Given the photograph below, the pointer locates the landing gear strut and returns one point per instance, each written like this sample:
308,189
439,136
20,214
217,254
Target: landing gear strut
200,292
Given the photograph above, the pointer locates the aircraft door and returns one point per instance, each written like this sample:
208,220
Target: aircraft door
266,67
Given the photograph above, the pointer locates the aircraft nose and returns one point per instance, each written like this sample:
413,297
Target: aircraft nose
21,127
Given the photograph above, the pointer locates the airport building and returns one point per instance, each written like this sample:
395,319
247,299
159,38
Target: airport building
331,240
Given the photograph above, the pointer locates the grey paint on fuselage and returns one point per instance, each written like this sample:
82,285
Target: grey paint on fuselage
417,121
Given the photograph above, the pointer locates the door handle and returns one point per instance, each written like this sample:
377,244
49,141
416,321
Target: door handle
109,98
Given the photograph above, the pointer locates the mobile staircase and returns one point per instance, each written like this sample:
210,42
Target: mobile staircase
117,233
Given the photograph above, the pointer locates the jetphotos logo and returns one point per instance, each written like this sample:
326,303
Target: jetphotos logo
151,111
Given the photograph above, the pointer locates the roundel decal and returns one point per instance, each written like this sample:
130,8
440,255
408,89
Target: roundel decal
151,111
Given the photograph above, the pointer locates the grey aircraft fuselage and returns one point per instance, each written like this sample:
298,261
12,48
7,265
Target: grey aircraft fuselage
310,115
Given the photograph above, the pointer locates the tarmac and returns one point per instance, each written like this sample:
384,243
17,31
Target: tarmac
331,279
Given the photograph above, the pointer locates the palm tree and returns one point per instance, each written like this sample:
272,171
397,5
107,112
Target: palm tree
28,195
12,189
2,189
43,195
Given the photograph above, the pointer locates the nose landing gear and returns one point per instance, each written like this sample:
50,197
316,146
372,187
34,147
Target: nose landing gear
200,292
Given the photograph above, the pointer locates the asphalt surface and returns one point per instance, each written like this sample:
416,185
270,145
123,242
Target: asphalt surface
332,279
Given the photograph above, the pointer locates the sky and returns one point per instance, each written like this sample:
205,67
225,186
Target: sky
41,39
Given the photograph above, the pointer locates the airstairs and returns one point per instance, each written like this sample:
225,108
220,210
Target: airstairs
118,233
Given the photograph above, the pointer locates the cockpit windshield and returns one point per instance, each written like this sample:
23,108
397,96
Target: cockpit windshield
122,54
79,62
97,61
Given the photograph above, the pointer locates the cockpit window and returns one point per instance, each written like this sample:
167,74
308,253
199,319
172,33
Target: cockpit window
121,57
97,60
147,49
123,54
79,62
----------------------------------------
Task requirements => Copy all the records exactly so that no character differs from the source.

Your response =>
Given the photograph below, the pointer locates the landing gear strut and returns one point per instance, each written like this sample:
308,189
439,136
20,214
217,254
Target: landing gear strut
200,292
Given the photograph above, the pointer locates the aircraft door and returns one point per instance, each written like this sample:
208,220
Target: aircraft door
266,67
Given the photograph above, the pointer locates the aircraft nose and returns one point per instance, each written like this sample:
413,297
Target: aircraft nose
21,127
Given the photograph above, the pointer locates the airport building and returns one point per instance, each written like this sample:
395,319
247,299
159,38
Target: airport building
331,240
Given the photograph above, the pointer locates the grey paint on fuselage and returns one point per instance, each written like this sample:
82,285
Target: grey paint on fuselage
417,121
Given the photograph above, the pointer locates the door handle and returns one point per instance, each written like this sample:
377,244
49,141
416,321
Target: door handle
109,98
Given the photograph above, the pointer locates the mobile staircase and returns one point per instance, each written like this sample:
210,42
Target: mobile staircase
117,233
Given the photograph above, the pointer locates the jetphotos logo and returns one point per instance, each written like this sample:
326,303
Target: jetphotos logo
151,111
Given the photograph above, the pointer locates the roundel decal and returns one point per instance, each written like this sample:
130,8
440,255
408,89
Target: roundel decal
151,111
Given the photograph above, the pointer locates the grey aircraft fuselage and returns one point per instance, each written like this sample:
298,261
12,48
7,265
Target: grey aircraft fuselage
310,115
Given the photograph above, the pointer locates the tarmac and returns one point per instance, each written like this sample:
384,243
17,31
Target: tarmac
331,279
Given the photograph above, the pointer locates the palm tree and returns one point per instance, each written like this sample:
272,171
397,5
107,112
Target: palm tree
28,195
12,189
2,189
43,195
Given the photograph above, the pointer locates the nose landing gear and returns one point per instance, each written like this sample:
50,197
316,146
372,187
34,147
Target: nose landing gear
200,292
Given the photograph above, the pointer locates the asphalt surface and returns one point per instance, each written like this sample:
416,185
270,145
123,242
Target: asphalt surface
332,279
Given the photograph above, the pointer locates the sky and returns one point per instance, each written like this sample:
205,67
225,186
Target: sky
41,39
Given the photograph above, the pointer locates the airstairs and returns one point per instance, each written like this sample:
225,108
220,210
Target: airstairs
118,233
Given the photograph above, the pointer locates the cockpit windshield and returns one point per instance, each written like this sample:
23,108
397,96
Target: cockpit windshield
122,54
79,62
97,61
Given the photograph above, the pointer locates the cockpit window and returns one point per instance, each written like this sample:
167,74
308,253
199,319
172,33
Target: cockpit window
121,57
97,60
147,49
123,54
79,62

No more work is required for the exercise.